→ **WORK TO DO**:
Copy the listing below word for word, starting at the line with "Within the following screenshot, the white" and going through its last line, without the pictures.

→ **DATA SUPPLIED**:
════════════════

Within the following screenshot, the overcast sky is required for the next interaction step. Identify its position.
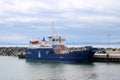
[0,0,120,43]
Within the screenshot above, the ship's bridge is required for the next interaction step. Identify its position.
[48,35,65,46]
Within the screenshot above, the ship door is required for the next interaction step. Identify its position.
[38,51,41,58]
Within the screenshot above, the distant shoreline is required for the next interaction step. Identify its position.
[0,44,120,48]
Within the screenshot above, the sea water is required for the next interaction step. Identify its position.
[0,56,120,80]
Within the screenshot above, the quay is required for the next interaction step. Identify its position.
[0,47,120,62]
[93,48,120,62]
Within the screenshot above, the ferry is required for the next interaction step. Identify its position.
[25,34,97,63]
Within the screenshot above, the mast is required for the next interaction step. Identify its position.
[52,22,55,35]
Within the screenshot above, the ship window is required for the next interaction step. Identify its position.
[26,52,31,54]
[52,39,55,41]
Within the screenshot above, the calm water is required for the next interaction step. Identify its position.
[0,56,120,80]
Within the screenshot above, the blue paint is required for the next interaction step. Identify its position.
[25,48,97,62]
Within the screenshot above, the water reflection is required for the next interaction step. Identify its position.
[26,61,96,80]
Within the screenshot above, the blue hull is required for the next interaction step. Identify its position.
[25,48,95,62]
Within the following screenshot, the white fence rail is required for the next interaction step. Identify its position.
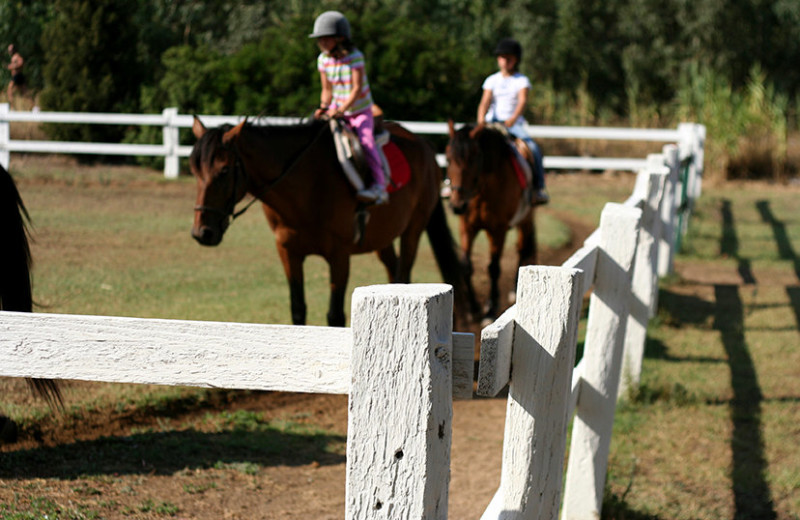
[0,103,705,178]
[478,139,702,520]
[0,119,705,520]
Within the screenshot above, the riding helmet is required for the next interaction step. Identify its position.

════════════════

→ **SOLUTION FOR THIS TASK**:
Within the following screenshot, the white fence rail is required for the next interaction step. Identify its position.
[0,103,705,178]
[478,139,702,520]
[0,119,705,520]
Within the screenshot above, the riding helmet is required for the next interaction step. Identify its position.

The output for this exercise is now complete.